## Task inputs
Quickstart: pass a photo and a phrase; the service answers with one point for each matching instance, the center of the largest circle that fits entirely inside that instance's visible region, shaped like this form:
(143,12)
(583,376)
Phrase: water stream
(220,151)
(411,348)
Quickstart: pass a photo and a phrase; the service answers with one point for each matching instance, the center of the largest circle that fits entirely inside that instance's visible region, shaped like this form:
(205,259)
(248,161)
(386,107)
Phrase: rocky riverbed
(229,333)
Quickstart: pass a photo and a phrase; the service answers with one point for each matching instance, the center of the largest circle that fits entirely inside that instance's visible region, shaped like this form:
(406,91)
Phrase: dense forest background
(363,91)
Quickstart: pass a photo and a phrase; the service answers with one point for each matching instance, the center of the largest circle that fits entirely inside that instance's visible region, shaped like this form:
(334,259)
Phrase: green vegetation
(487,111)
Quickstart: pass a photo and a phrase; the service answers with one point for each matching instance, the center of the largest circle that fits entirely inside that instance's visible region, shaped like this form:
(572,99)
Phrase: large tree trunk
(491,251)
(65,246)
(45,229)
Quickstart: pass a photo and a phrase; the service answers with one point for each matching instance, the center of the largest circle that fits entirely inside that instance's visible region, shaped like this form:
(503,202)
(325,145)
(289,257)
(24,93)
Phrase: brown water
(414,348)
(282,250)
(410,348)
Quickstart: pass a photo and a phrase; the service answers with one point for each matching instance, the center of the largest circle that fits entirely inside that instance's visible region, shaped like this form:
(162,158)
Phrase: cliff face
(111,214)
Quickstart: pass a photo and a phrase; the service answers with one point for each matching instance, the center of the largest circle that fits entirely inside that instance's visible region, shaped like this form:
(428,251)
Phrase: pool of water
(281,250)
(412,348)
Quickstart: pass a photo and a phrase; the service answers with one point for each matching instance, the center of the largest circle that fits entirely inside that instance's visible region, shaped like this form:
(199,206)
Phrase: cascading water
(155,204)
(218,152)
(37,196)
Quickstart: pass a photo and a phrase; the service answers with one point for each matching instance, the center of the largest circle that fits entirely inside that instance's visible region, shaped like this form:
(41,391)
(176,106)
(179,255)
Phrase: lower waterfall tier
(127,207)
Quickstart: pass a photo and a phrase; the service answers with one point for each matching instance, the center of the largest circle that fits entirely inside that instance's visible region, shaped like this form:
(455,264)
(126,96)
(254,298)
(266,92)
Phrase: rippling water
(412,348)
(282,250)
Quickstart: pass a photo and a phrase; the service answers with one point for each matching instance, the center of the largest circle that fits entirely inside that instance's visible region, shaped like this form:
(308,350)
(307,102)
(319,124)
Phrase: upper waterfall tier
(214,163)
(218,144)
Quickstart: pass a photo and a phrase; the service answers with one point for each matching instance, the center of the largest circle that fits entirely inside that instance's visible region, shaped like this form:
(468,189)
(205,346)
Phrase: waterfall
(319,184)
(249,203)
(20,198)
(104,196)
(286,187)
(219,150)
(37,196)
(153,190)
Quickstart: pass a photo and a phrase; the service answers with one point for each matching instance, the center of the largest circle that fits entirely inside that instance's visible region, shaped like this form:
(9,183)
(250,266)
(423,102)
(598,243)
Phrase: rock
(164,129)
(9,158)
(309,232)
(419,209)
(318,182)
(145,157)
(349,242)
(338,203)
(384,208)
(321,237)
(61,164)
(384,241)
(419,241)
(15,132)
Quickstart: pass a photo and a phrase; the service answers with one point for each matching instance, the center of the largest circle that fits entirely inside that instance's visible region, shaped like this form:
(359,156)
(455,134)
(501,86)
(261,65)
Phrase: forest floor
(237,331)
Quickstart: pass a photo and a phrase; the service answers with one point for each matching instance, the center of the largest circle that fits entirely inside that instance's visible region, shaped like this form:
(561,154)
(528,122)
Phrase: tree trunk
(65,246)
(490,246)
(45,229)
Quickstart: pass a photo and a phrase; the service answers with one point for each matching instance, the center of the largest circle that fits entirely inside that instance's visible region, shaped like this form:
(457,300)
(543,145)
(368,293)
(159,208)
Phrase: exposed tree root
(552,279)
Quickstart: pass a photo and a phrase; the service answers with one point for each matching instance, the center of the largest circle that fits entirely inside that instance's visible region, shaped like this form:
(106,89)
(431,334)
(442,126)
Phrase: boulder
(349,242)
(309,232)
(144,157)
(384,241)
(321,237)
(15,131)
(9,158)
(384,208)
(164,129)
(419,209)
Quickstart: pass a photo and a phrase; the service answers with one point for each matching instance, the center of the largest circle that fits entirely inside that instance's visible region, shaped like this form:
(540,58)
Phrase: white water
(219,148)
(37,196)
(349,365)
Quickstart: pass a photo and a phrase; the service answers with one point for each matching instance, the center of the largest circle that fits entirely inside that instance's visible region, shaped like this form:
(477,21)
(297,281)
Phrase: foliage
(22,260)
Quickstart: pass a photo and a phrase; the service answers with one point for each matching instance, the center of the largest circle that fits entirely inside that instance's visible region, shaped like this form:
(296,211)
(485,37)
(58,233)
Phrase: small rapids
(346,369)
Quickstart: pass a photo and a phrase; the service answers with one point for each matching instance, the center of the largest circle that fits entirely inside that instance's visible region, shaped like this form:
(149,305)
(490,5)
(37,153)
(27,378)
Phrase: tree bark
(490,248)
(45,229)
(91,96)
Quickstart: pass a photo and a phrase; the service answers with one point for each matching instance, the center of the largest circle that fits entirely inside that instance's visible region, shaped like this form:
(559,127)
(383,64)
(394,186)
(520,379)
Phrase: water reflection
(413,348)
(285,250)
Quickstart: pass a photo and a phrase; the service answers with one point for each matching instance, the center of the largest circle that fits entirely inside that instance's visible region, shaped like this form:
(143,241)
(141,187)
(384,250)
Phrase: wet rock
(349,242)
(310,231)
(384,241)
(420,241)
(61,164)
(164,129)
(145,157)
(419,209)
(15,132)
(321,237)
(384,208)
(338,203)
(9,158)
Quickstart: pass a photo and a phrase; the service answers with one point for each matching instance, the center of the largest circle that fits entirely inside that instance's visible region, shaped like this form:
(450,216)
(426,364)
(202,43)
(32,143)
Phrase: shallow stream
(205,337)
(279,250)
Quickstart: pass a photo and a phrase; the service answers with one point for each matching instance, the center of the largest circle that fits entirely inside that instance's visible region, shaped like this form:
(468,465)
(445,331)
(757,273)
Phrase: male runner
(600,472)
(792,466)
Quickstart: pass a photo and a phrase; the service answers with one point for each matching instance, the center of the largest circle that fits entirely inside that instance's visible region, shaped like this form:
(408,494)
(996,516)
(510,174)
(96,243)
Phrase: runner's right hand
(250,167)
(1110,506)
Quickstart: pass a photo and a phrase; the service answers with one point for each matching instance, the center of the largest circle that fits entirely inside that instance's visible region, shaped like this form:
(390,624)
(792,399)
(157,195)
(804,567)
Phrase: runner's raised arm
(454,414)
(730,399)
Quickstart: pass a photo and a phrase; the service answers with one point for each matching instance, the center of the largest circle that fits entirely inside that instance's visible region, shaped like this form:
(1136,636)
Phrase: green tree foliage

## What is asked
Copy every line of the records word for word.

## The response
Quickstart: pass a photo and a phrase; the service answers with one point for each matching instance, the center of the largest circle that fits entirely inside that instance's visible region, shaped like this form:
(143,12)
(583,376)
Phrase: water stream
(220,151)
(411,348)
Quickstart: pass a photo and a phrase; the service answers with one point for each matching instance, the center of the largest circle that fits entirely inside that instance's visible region, shaped like this form:
(205,259)
(248,161)
(386,107)
Phrase: rocky riverbed
(229,333)
Quickstart: pass a photo and a phrase; the service answers with one point for each matching instance, the center of the largest circle that fits entirely inside that instance's visible region, shaped like this form:
(406,91)
Phrase: dense forest background
(363,91)
Quickstart: pass a photo and a phrase; the service answers with one point for each matching instance, the center of the largest circle that fits entirely inside that instance's visible region, shaped like this form:
(334,259)
Phrase: green vegetation
(487,111)
Quickstart: pass a photo and a phrase; the service answers with one point for each matching instance, the center of the largest circle that fits entirely inside that instance's visible region, shaped like this form:
(572,99)
Phrase: large tree trunk
(491,251)
(65,246)
(45,229)
Quickstart: pass a photo and a phrase; the service answers with one point for each matching instance, the center of the largest circle that fits entirely inside that instance's visible region, shaped like this form:
(503,202)
(325,145)
(289,257)
(24,93)
Phrase: brown water
(414,348)
(282,250)
(410,348)
Quickstart: pass a photo and a phrase; the service answers with one point for each matching instance, the center of the largest circle that fits entirely inside that instance's visible region, shaped like this form:
(162,158)
Phrase: cliff face
(111,214)
Quickstart: pass a photo and a phrase; the service answers with one point for each matching instance, the center of the largest circle that fits entirely inside that instance's visible region, shaped like this form:
(428,251)
Phrase: pool of water
(281,250)
(412,348)
Quickstart: pass a photo and a phrase; the service answers with one point for each matching instance, the center of the largest circle that fits entirely inside that instance's visible region, shaped like this form:
(199,206)
Phrase: cascading water
(155,204)
(218,152)
(37,196)
Quickstart: pass a photo and a phrase; the service answers with one point for each matching instance, the center of the largest circle that fits entirely inside that instance's visible region, shaped like this form:
(41,391)
(176,106)
(179,255)
Phrase: lower waterfall tier
(127,207)
Quickstart: pass a photo and a phrase; the service answers with one point for each matching instance, the center of the largest circle that fits entirely inside that instance's visible region, shaped like this form:
(455,264)
(126,96)
(254,298)
(266,92)
Phrase: rippling water
(412,348)
(282,250)
Quickstart: pass a photo and a phrase; the service answers with one point for each matching instance, the center of the largest circle that fits entirely inside that instance's visible region, shaped like this form:
(308,350)
(307,102)
(319,124)
Phrase: upper waterfall tier
(214,163)
(218,144)
Quickstart: pass a photo and a phrase; the service answers with one point for each matching instance, the center of the largest circle that fits entirely inside that instance's visible region, shaped like this form:
(468,189)
(205,346)
Phrase: waterfall
(319,184)
(249,203)
(20,198)
(104,196)
(286,187)
(219,150)
(37,196)
(153,190)
Quickstart: pass a photo and a phrase; the service answers with one point for each matching instance, the center of the largest circle that fits entirely inside that instance's visible region, shaped like this form:
(9,183)
(250,266)
(423,102)
(598,243)
Phrase: rock
(164,129)
(9,158)
(309,232)
(419,209)
(318,182)
(145,157)
(349,242)
(338,203)
(384,208)
(321,237)
(61,164)
(384,241)
(419,241)
(15,132)
Quickstart: pass a photo and a phrase; the service answers with one point for each matching instance, the center of the largest circle that fits entirely inside that instance's visible region, shaped like this form:
(359,156)
(455,134)
(501,86)
(261,65)
Phrase: forest floor
(237,331)
Quickstart: pass a photo and a phrase; the service answers with one point for each matching instance, the center of the largest circle that fits entirely inside that instance's visible region, shaped like this form:
(561,154)
(528,122)
Phrase: tree trunk
(65,246)
(490,246)
(45,229)
Quickstart: pass a photo and a phrase; the service answers with one point for each matching instance, the center of the largest circle that fits entirely inside that instance's visible region, shaped like this form:
(457,300)
(543,145)
(368,293)
(159,208)
Phrase: exposed tree root
(552,279)
Quickstart: pass a photo and a phrase; the service answers with one point for each matching instance, the center of the largest circle that fits entirely inside that instance's visible region, shaped like this form:
(106,89)
(431,334)
(442,126)
Phrase: boulder
(349,242)
(309,232)
(144,157)
(384,241)
(321,237)
(15,131)
(9,158)
(384,208)
(164,129)
(419,209)
Quickstart: pass a photo and a phrase; the service answers with one point for each matching instance, the center of the largest circle that fits entirely inside that instance's visible region, shaped like this form:
(540,58)
Phrase: white water
(219,148)
(37,196)
(349,365)
Quickstart: pass a photo and a phrase; the service answers with one point for each matching instance, the center of the largest circle that fits entirely inside that instance's visible region, shaped like this form:
(477,21)
(297,281)
Phrase: foliage
(22,260)
Quickstart: pass a photo and a phrase; the service answers with one point for each matching instance, the center of the largest circle that fits entirely inside that instance's visible region, shaped like this form:
(296,211)
(485,37)
(58,233)
Phrase: small rapids
(346,369)
Quickstart: pass a photo and a phrase; the service answers with one point for each matching instance, the center of the largest circle that fits entirely inside that instance's visible region, shaped like this form:
(149,305)
(490,5)
(37,153)
(27,378)
Phrase: tree bark
(490,248)
(45,229)
(91,96)
Quickstart: pass a photo and a phrase; the service answers with one point for each matching instance, the center of the largest circle that fits entirely inside that instance's visible region, shaped like this form:
(559,127)
(383,64)
(394,186)
(520,379)
Phrase: water reflection
(413,348)
(285,250)
Quickstart: pass a photo and a phrase; the service answers with one point for each matching instance, the center of the largest circle that fits entirely inside that instance's visible region, shaped like this form:
(143,241)
(141,187)
(384,250)
Phrase: wet rock
(349,242)
(310,231)
(384,241)
(420,241)
(61,164)
(164,129)
(145,157)
(419,209)
(15,132)
(321,237)
(384,208)
(338,203)
(9,158)
Quickstart: pass a photo and a phrase; the service answers with one point for each matching instance, the center of the largest circle that fits entirely inside that instance's visible region, shaped like this form:
(450,216)
(426,364)
(202,43)
(32,143)
Phrase: shallow stream
(205,337)
(279,250)
Quickstart: pass a photo and a phrase; the service answers with one point for each matching instance, the center of the largest circle that fits entirely inside that instance's visible region, shaped like this form:
(468,465)
(445,331)
(757,273)
Phrase: male runner
(600,472)
(792,466)
Quickstart: pass a photo and a phrase; the service answers with one point for each matching instance, the center of the largest circle that fits entirely inside that instance's visible region, shaped like this form:
(408,494)
(996,516)
(510,174)
(96,243)
Phrase: runner's right hand
(250,167)
(1110,506)
Quickstart: pass a photo and a phrase; the service answers with one point for each matching instance, the center of the largest circle that fits entirely inside that instance's visible region, shaped like this form:
(390,624)
(792,399)
(157,195)
(804,567)
Phrase: runner's raised arm
(454,414)
(730,399)
Quickstart: pass a photo and a phrase; the service answers with one point for each matching instance, the center of the largest circle that fits entirely inside that instance's visible region, shaped like this form:
(1136,636)
Phrase: green tree foliage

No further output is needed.